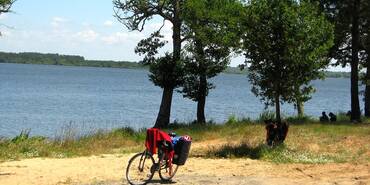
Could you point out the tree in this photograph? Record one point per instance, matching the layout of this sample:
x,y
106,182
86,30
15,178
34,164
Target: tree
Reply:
x,y
285,44
211,33
349,18
5,6
134,14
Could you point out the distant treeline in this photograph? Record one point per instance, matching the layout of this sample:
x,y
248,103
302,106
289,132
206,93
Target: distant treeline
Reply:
x,y
74,60
65,60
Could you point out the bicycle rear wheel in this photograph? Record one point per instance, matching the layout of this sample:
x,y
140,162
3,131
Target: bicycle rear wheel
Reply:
x,y
166,170
140,169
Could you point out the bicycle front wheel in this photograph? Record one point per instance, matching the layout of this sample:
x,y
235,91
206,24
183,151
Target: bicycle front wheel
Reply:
x,y
140,169
166,170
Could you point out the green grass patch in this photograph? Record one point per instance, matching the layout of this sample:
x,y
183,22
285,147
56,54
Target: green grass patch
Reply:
x,y
237,138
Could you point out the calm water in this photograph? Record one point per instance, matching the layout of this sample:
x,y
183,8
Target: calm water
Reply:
x,y
46,98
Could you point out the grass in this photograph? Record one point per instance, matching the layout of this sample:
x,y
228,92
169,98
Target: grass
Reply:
x,y
308,142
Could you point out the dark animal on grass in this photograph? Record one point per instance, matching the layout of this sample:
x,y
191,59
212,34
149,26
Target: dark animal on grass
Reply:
x,y
276,132
333,117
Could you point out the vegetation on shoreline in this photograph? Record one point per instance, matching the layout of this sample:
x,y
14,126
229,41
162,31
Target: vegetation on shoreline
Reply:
x,y
308,142
71,60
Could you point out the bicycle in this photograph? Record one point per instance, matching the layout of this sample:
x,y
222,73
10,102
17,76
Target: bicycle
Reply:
x,y
142,166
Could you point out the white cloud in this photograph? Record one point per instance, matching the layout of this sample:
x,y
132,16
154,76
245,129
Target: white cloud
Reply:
x,y
3,16
123,37
108,23
58,21
86,24
87,35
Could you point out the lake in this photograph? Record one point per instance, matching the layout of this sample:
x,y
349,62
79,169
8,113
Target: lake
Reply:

### Task to carry out
Copy all of the material above line for line, leaving out the pictures.

### Solution to this problem
Could you point out the tree in this photograph? Record one point per instance, matching the layout of this sample:
x,y
106,182
86,30
15,178
34,164
Target: tree
Reply:
x,y
285,44
211,33
349,18
5,6
134,14
Could you point out the distant treeline in this photograph? Record one point per instance, matching the layout of this sample:
x,y
248,103
302,106
289,132
206,93
Target: distant treeline
Reply:
x,y
74,60
65,60
Could you point out the bicycle rear wheel in this photograph? Record one point per instance, matching the layout of this sample:
x,y
140,162
3,131
Target: bicycle rear wheel
Reply:
x,y
166,170
140,169
Could you point out the bicycle front wheel in this photograph? Record one point per instance, matching the layout of this sample:
x,y
235,91
206,24
183,151
Target: bicycle front wheel
Reply:
x,y
140,169
166,170
Could you point out the green grass patch in this photograph? Record one point per instance, matching the layout of this sample:
x,y
183,22
285,147
56,54
Target: green grass patch
Reply:
x,y
237,138
Could you point out the calm water in this photograph? Record one point per instance, matching the layout of this sample:
x,y
183,8
Target: calm water
Reply:
x,y
46,98
Could you point out the grass in this photograph? Record one point per instance, matching the layout of this sample:
x,y
228,92
169,98
Target: grass
Reply:
x,y
308,142
Could you point out the dark animal on grass in this photograph? Record one point per instance, matching the layout of this sample:
x,y
191,59
212,34
149,26
Target: dark animal on grass
Reply:
x,y
276,132
333,117
Could you point out the vegetation on shoreline in this photograph? Record one point per instance, matching the layout of this sample:
x,y
14,126
229,41
162,31
Target: vegetation on shoreline
Reply:
x,y
308,142
71,60
Could you point out the bicycle in this photograph? Record one point per instance, matching the layout of this sample:
x,y
222,73
10,102
17,76
Target: bicycle
Reply:
x,y
142,166
Could you point out the white cloud in this photograph? Record one point per instance, matching the layout of this sample:
x,y
132,16
154,76
245,129
Target: white cloud
Reply:
x,y
3,16
123,37
108,23
58,21
86,24
87,35
Could you point out the lake in this photograph? Record one point per instance, matching the layout of this sample:
x,y
349,62
79,169
8,113
Target: lake
Reply:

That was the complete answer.